- **WHAT TO DO**
Rewrite all of the records below as a Markdown table with the columns Row and Line. Put a row number and one line in each row, and leave out blank lines.

- **EXTRACTED MATERIAL**

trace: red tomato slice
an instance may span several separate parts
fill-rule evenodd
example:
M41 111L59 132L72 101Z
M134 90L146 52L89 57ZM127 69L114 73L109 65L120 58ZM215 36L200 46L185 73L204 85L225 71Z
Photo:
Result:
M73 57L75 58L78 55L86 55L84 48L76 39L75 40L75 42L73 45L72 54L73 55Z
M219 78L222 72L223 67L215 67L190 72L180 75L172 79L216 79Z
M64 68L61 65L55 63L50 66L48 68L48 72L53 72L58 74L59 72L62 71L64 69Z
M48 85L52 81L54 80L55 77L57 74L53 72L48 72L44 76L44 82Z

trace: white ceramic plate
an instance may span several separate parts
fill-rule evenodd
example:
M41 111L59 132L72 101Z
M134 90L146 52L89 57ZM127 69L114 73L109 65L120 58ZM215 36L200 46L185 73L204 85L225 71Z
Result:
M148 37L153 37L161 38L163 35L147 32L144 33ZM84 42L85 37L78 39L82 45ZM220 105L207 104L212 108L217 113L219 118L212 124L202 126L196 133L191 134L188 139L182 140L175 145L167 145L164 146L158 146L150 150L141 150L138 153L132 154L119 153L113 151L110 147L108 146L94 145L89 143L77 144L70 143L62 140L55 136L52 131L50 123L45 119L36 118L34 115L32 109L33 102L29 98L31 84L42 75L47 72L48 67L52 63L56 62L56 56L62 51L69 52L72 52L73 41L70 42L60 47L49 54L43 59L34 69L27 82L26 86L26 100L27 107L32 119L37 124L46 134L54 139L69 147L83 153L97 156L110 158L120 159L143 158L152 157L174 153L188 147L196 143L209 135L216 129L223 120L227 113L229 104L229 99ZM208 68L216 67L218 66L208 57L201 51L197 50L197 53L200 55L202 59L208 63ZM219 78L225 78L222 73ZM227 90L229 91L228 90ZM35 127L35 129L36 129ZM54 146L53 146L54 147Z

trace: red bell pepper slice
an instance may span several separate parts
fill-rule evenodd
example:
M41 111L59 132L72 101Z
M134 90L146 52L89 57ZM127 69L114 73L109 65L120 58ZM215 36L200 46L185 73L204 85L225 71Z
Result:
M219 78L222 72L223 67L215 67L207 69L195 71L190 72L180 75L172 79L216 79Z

- **ANSWER TO THIS PROBLEM**
| Row | Line |
|---|---|
| 1 | trace: red tomato slice |
| 2 | an instance may span several separate parts |
| 3 | fill-rule evenodd |
| 4 | example: |
| 5 | M41 111L59 132L72 101Z |
| 6 | M134 90L146 52L89 57ZM127 69L114 73L109 65L120 58ZM215 36L200 46L185 73L204 85L225 71Z |
| 7 | Photo: |
| 8 | Result: |
| 9 | M73 57L75 58L78 55L86 55L84 48L76 39L75 40L75 42L73 45L72 54L73 55Z |
| 10 | M219 78L222 72L223 67L215 67L190 72L180 75L172 79L216 79Z |
| 11 | M64 68L61 65L55 63L50 66L48 68L48 72L53 72L58 74L59 72L62 71L64 69Z |
| 12 | M48 85L52 81L54 80L55 77L57 74L53 72L48 72L44 76L44 82Z |
| 13 | trace: white ceramic plate |
| 14 | an instance may span several separate parts |
| 15 | fill-rule evenodd |
| 16 | example: |
| 17 | M41 111L59 132L72 101Z |
| 18 | M134 90L146 52L89 57ZM127 69L114 73L109 65L120 58ZM215 36L200 46L185 73L204 85L225 71Z |
| 19 | Result: |
| 20 | M148 37L153 37L161 38L163 35L147 32L144 33ZM84 42L85 37L78 39L82 45ZM220 105L207 104L212 108L217 113L219 118L212 124L202 126L196 133L191 134L188 139L182 140L175 145L167 145L164 146L158 146L150 150L141 150L138 153L132 154L119 153L113 151L110 147L108 146L94 145L89 143L77 144L70 143L62 140L55 136L52 131L50 123L45 119L36 118L34 115L32 109L33 102L29 98L31 84L42 75L47 72L48 67L52 63L56 62L56 56L62 51L69 52L72 52L73 41L70 42L60 47L49 54L43 59L34 69L27 82L26 86L26 100L27 107L32 119L37 124L46 134L54 139L69 147L83 153L97 156L110 158L120 159L143 158L152 157L174 153L188 147L196 143L209 135L216 129L223 120L227 113L229 104L229 99ZM208 68L216 67L218 66L208 57L201 51L197 50L197 53L200 55L202 59L208 63ZM219 78L225 78L222 73ZM227 90L229 91L228 90ZM35 127L35 129L36 129ZM54 146L53 146L54 147Z |
| 21 | trace: red bell pepper slice |
| 22 | an instance may span several separate parts |
| 23 | fill-rule evenodd |
| 24 | example: |
| 25 | M41 111L59 132L72 101Z |
| 26 | M134 90L146 52L89 57ZM127 69L114 73L109 65L120 58ZM215 36L200 46L185 73L204 85L225 71Z |
| 27 | Result: |
| 28 | M219 78L222 72L223 67L215 67L207 69L195 71L190 72L180 75L172 79L216 79Z |